* INSTRUCTIONS FOR THE TASK: Return the stretch of lines from the one containing "Check the image above for the presence of any floral" through the one containing "xmin=553 ymin=194 xmax=596 ymax=231", reproducing them exactly.

-- Begin THE DATA --

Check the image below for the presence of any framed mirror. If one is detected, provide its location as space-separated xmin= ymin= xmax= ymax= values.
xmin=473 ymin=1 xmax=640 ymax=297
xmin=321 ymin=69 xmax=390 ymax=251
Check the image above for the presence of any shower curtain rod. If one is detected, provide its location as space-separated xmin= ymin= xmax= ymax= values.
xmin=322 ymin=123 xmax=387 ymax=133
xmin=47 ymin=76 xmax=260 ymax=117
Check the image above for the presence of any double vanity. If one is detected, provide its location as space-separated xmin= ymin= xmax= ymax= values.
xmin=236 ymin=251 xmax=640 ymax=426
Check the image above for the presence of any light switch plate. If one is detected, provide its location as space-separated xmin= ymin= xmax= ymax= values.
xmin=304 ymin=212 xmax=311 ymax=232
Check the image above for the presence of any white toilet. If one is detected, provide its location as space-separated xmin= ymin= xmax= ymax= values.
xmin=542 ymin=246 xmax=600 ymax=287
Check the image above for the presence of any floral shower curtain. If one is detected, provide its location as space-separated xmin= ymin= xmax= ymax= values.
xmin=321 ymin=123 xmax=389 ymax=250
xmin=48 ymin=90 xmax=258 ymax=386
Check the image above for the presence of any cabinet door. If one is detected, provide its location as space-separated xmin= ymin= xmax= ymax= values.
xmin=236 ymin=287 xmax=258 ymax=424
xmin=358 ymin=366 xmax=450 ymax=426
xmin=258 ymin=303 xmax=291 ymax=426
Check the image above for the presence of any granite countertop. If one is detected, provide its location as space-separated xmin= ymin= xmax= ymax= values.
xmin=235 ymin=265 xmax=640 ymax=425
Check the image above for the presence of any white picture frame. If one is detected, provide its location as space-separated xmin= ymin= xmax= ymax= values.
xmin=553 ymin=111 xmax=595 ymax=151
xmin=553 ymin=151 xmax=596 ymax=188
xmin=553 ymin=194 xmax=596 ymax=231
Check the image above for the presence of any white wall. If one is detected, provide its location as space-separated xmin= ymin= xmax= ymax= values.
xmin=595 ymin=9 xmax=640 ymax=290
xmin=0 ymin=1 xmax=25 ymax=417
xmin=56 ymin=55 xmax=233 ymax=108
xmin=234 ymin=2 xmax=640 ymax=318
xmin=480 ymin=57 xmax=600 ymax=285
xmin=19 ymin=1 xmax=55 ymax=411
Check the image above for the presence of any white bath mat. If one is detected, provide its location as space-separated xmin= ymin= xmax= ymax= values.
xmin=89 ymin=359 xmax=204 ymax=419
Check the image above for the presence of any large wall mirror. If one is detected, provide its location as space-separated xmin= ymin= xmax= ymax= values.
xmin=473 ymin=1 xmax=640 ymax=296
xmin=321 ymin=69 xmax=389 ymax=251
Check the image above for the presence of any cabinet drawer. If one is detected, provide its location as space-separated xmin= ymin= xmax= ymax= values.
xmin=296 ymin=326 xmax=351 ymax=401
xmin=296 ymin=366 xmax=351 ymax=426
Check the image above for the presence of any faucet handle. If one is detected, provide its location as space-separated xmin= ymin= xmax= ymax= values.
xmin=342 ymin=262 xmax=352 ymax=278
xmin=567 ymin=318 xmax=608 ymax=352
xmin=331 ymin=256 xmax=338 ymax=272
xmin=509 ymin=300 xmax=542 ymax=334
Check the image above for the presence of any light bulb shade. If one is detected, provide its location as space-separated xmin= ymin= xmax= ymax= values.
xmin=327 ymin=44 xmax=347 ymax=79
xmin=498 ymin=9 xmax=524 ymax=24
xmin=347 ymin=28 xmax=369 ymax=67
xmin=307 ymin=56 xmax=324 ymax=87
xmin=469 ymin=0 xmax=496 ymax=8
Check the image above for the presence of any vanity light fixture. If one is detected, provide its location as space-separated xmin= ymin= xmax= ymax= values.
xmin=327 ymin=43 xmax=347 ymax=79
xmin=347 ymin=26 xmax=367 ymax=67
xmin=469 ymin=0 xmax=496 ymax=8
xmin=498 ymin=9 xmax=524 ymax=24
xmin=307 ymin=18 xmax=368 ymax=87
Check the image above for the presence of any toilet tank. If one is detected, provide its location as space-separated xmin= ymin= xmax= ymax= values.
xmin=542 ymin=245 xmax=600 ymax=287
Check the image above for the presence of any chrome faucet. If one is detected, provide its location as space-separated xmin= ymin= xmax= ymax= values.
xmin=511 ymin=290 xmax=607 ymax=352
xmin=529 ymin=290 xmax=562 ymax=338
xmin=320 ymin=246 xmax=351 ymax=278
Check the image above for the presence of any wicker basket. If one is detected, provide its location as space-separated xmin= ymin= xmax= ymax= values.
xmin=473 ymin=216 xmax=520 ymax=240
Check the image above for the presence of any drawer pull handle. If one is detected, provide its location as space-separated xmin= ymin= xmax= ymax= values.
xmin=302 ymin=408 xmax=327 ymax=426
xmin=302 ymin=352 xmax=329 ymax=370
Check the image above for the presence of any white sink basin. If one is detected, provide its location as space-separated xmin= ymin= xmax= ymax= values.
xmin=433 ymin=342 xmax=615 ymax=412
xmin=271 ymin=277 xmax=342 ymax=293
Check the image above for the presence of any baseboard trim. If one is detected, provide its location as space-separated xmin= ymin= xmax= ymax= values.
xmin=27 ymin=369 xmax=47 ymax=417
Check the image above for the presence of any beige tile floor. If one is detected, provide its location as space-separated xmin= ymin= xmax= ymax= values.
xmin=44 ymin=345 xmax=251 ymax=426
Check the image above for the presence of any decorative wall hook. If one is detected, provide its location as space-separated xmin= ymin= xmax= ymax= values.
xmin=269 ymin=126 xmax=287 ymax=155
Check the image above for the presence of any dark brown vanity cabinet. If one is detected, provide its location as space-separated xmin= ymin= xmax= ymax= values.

-- End THE DATA --

* PROBLEM SOLUTION:
Check the image above for the presence of any floral shower curtain. If one is detected, provide its location as space-separated xmin= ymin= xmax= ymax= values.
xmin=321 ymin=123 xmax=389 ymax=250
xmin=48 ymin=90 xmax=258 ymax=386
Check the image above for the presence of any cabinet door. If one is detected, provide its location as space-separated xmin= ymin= xmax= ymax= values.
xmin=236 ymin=287 xmax=258 ymax=424
xmin=358 ymin=366 xmax=450 ymax=426
xmin=258 ymin=303 xmax=291 ymax=426
Check the image above for the presence of any granite countertop. If one is detected, provide its location as space-separated xmin= ymin= xmax= ymax= values.
xmin=235 ymin=265 xmax=640 ymax=425
Check the image above for the presence of any white picture frame. If one is detected, provide its location as space-separated xmin= ymin= xmax= ymax= values.
xmin=553 ymin=111 xmax=595 ymax=151
xmin=553 ymin=151 xmax=596 ymax=188
xmin=553 ymin=194 xmax=596 ymax=231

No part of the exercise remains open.